Position identification data:
++++
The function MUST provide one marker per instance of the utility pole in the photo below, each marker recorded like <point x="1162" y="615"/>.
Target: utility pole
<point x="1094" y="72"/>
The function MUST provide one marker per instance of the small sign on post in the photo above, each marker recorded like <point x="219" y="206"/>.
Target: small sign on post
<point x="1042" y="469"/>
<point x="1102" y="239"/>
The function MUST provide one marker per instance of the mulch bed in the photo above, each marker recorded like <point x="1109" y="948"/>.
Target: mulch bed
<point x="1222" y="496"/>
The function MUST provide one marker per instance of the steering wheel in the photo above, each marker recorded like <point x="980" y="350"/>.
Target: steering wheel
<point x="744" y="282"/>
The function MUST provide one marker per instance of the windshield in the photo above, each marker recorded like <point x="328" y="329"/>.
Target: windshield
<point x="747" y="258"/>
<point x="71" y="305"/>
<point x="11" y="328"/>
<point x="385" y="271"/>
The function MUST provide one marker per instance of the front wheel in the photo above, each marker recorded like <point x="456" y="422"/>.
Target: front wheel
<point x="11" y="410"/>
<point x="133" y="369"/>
++++
* [Task goal] Copy out all of the data above, line for line, without changing anything.

* [Solution for this exercise]
The function MUST provide one marker per instance of the utility pole in the photo below, each marker recorded like <point x="1162" y="615"/>.
Target: utility pole
<point x="1094" y="72"/>
The function MUST provide one marker per instance of the small sign on post in the photo above, each marker recorded like <point x="219" y="206"/>.
Target: small sign on post
<point x="1042" y="469"/>
<point x="1102" y="239"/>
The function MUST provide one marker per instance of the mulch bed in the photo above, each marker recorded like <point x="1109" y="948"/>.
Target: mulch bed
<point x="1222" y="496"/>
The function MUST provide one marker per instance of the steering wheel in the photo above, each marker recorded like <point x="980" y="350"/>.
Target: steering wheel
<point x="744" y="282"/>
The function MUST provide one marker per instance of the windshield in the photo above, each marker recorded like <point x="328" y="329"/>.
Target: windshield
<point x="747" y="258"/>
<point x="71" y="305"/>
<point x="11" y="328"/>
<point x="385" y="271"/>
The function MUST provide one marker per instance of the front wheel in the photo above, each marker recorded like <point x="456" y="422"/>.
Target: front wheel
<point x="11" y="410"/>
<point x="133" y="369"/>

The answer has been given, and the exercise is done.